TASK INSTRUCTIONS>
a: In the passage on spalacid rodents, please revise the part that opens with "They give birth" and closes with "they are weaned." and write it out again with "mother" changed to "female".
b: Extend the passage on spalacid rodents by writing what comes after its final sentence.

DOCUMENT EXTRACT>
Segment Open
All of the spalacid species dig extensive burrows, which may include storage chambers for food, latrine chambers, and breeding nests. They are generally solitary animals, and do not share their tunnel complexes with other individuals. All the species are herbivores, feeding on roots, bulbs, and tubers.

They give birth to litters of up to six young after a gestation period between three and seven weeks, depending on the species. As with many other muroids, the young are born blind, hairless, and helpless. They may stay with the mother for several months before setting off to establish their own burrows, although some species disperse as soon as they are weaned.
Segment Closed
PROVIDED DATA>
Segment Open
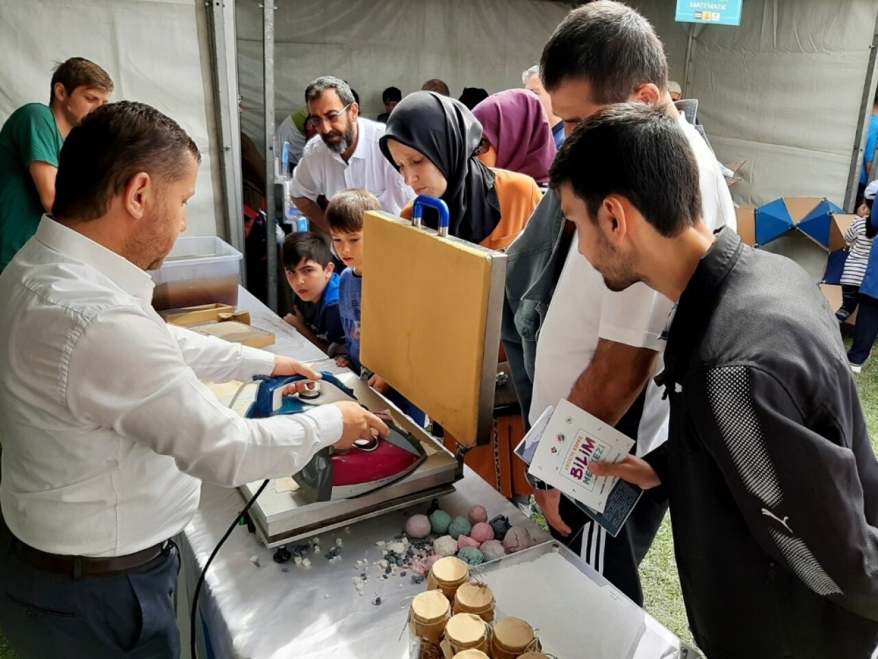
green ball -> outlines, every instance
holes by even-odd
Segment Closed
SOLVED PROBLEMS>
a:
They give birth to litters of up to six young after a gestation period between three and seven weeks, depending on the species. As with many other muroids, the young are born blind, hairless, and helpless. They may stay with the female for several months before setting off to establish their own burrows, although some species disperse as soon as they are weaned.

b:
===Characteristics===
Norris et al. listed several characteristics present in all members of this family which distinguish them from the rest of the muroids, (the clade Eumuroida). These are "the reduction or absence of external eyes, reduced pinnae, stocky body, short tail (<50% head and body length), broad rostrum, triangular-shaped braincase, infraorbital canal ovoid shape and does not extend ventrally to the roof of the palate, zygomatic plate absent or much reduced, nasolacrimal canal inside infraorbital canal, incisive foramina small to medium-sized, extensive neck musculature and prominent points of attachment on the occipitum, minimal reduction in M3 relative to M1 and M2, and a distinct orientation of the manubrium of the malleus bone." Spalacid genomes also share a derived filovirus-like nucleoprotein element with an open reading frame.

==Classification==

The spalacids are classified in three subfamilies, six genera, and 37 species.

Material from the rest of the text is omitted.